WHAT IS BEING ASKED: Scan the entries for the word "floor", and copy every line where it appears.

━━ RECORD EXTRACTS ━━

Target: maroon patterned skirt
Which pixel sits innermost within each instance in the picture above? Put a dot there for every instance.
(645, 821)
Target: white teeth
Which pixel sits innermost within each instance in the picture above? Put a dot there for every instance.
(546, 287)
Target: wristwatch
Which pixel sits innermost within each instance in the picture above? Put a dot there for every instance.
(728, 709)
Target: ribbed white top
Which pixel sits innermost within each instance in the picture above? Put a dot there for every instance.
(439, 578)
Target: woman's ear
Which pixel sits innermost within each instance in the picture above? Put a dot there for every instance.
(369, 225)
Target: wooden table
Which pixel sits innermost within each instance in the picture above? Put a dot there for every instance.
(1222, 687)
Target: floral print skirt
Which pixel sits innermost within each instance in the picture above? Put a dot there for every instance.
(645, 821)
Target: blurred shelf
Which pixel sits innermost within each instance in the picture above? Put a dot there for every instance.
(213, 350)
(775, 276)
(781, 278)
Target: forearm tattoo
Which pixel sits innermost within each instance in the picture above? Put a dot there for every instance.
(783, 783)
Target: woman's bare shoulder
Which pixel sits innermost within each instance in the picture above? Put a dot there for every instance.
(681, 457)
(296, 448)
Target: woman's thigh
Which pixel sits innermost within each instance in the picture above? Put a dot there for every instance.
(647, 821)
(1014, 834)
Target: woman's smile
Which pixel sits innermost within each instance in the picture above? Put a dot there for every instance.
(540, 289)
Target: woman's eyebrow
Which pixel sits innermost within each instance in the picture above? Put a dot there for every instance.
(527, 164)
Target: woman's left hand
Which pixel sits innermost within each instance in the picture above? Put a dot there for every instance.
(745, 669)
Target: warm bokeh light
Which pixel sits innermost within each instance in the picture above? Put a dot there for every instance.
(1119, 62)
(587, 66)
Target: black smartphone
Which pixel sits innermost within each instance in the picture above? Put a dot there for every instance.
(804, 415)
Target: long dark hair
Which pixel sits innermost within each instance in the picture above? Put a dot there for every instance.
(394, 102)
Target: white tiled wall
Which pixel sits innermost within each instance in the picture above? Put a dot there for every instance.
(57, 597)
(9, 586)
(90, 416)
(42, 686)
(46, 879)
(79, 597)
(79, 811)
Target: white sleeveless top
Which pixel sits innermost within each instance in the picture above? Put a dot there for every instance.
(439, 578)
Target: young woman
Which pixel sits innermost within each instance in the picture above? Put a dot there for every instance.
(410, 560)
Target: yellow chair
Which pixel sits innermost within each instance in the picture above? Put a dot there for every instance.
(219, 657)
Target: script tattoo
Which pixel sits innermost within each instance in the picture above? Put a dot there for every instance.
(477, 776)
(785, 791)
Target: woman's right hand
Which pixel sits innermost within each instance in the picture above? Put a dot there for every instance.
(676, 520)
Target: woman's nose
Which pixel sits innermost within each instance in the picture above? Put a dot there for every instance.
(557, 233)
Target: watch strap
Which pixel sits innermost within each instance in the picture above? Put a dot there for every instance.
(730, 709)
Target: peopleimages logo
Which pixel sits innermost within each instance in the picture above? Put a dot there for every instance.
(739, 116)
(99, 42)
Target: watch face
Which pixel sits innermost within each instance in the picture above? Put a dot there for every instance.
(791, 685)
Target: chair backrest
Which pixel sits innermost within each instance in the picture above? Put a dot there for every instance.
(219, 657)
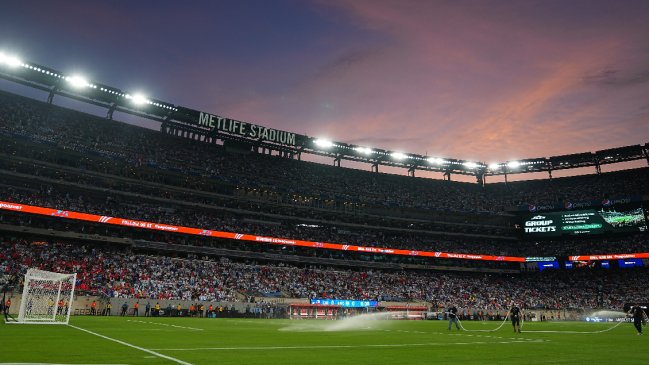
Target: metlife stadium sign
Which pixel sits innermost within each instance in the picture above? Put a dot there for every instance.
(244, 129)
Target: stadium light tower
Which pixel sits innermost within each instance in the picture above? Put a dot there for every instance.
(364, 150)
(513, 164)
(494, 166)
(11, 61)
(77, 81)
(436, 160)
(137, 99)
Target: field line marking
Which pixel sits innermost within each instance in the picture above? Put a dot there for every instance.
(246, 348)
(132, 346)
(165, 324)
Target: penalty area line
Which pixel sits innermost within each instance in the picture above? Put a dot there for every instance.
(133, 346)
(265, 348)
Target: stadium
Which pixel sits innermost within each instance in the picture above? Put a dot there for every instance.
(214, 239)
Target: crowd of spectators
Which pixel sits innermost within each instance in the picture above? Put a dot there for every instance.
(69, 160)
(132, 151)
(115, 272)
(371, 236)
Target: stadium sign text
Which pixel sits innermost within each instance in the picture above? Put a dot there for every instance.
(214, 122)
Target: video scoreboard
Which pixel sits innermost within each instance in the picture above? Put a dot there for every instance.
(588, 221)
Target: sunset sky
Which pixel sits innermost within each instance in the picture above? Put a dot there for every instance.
(478, 80)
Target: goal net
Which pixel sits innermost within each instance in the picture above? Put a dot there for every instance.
(47, 297)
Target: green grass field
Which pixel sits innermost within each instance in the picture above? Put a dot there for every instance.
(257, 341)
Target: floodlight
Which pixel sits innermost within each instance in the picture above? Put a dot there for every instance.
(11, 61)
(77, 81)
(325, 143)
(364, 150)
(436, 160)
(138, 99)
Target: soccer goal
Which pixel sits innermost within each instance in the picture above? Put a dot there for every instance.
(47, 297)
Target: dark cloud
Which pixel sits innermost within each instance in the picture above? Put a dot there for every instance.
(615, 77)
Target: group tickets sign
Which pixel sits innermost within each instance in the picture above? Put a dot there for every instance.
(588, 221)
(103, 219)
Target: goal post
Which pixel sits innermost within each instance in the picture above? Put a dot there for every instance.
(47, 297)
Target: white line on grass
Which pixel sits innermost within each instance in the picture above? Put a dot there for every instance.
(264, 348)
(46, 363)
(166, 324)
(132, 346)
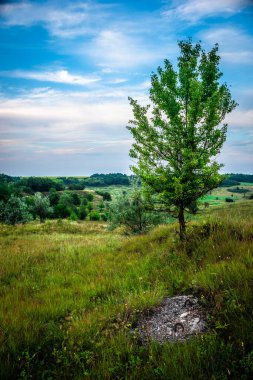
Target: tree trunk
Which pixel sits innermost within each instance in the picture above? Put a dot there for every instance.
(181, 220)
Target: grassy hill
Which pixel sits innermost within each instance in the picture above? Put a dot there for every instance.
(71, 293)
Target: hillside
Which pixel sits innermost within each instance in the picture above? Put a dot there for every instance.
(72, 293)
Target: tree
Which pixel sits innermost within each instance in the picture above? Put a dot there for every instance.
(42, 206)
(15, 211)
(179, 137)
(132, 211)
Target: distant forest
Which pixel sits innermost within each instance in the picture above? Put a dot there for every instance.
(31, 185)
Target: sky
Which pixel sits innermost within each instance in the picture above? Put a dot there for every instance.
(67, 69)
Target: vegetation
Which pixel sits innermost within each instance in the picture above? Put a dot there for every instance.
(132, 211)
(176, 148)
(98, 180)
(71, 294)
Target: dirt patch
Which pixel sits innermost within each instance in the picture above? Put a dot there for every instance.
(176, 319)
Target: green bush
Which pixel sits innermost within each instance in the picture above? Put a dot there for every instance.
(15, 211)
(94, 215)
(132, 211)
(82, 212)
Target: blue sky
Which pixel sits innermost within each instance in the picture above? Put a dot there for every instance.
(68, 67)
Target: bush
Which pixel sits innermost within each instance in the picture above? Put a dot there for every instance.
(73, 216)
(42, 206)
(94, 215)
(15, 211)
(106, 196)
(82, 212)
(54, 197)
(62, 211)
(132, 211)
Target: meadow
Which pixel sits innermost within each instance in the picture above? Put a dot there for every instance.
(72, 292)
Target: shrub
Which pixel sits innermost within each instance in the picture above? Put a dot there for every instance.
(73, 216)
(94, 215)
(62, 211)
(42, 206)
(15, 211)
(132, 211)
(82, 212)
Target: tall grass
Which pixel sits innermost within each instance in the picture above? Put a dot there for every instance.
(71, 294)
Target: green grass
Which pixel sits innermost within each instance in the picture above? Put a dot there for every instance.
(71, 293)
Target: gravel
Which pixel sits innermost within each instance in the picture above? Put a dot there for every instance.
(176, 319)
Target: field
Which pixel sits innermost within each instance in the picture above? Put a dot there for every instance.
(71, 294)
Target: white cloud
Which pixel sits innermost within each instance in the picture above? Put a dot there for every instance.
(194, 10)
(66, 21)
(59, 76)
(114, 49)
(235, 44)
(240, 118)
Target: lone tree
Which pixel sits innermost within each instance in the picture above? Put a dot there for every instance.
(178, 137)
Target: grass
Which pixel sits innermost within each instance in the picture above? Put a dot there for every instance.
(71, 294)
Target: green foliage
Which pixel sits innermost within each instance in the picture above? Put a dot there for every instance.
(70, 303)
(82, 212)
(41, 206)
(229, 200)
(106, 196)
(54, 197)
(132, 211)
(40, 184)
(94, 215)
(98, 180)
(15, 211)
(238, 190)
(62, 211)
(175, 148)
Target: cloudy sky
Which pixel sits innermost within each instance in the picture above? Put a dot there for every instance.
(68, 67)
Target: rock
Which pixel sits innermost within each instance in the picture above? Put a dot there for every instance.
(176, 319)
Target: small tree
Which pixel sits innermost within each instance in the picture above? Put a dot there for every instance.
(15, 211)
(132, 211)
(42, 206)
(176, 146)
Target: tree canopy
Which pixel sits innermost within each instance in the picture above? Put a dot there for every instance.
(178, 136)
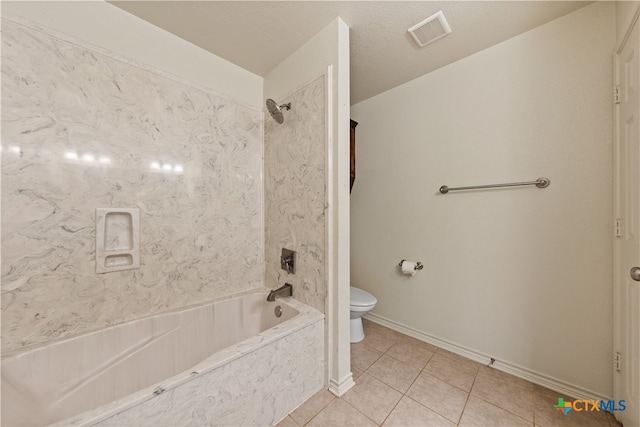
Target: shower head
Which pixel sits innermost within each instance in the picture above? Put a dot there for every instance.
(276, 110)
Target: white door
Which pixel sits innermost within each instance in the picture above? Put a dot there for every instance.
(627, 246)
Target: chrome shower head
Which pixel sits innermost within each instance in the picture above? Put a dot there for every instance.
(276, 110)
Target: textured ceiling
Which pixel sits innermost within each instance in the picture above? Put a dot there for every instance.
(258, 35)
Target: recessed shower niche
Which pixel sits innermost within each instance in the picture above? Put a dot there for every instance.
(117, 239)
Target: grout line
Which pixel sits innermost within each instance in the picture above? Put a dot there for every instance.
(464, 408)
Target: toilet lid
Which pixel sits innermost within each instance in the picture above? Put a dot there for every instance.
(360, 298)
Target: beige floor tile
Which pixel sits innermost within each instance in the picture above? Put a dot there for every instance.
(372, 397)
(480, 413)
(312, 406)
(454, 369)
(438, 396)
(379, 337)
(412, 352)
(287, 422)
(340, 413)
(363, 356)
(410, 413)
(504, 391)
(547, 415)
(393, 372)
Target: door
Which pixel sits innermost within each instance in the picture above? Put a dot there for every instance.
(627, 246)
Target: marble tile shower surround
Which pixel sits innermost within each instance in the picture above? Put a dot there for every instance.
(295, 193)
(82, 130)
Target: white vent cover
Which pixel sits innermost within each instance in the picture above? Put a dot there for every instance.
(430, 30)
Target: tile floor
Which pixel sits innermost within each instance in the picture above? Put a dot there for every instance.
(401, 381)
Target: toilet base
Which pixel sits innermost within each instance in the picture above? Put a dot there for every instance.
(357, 332)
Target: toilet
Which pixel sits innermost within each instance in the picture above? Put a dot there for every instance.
(361, 303)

━━━

RESULT BELOW:
Target: beige floor tile
Target: tile floor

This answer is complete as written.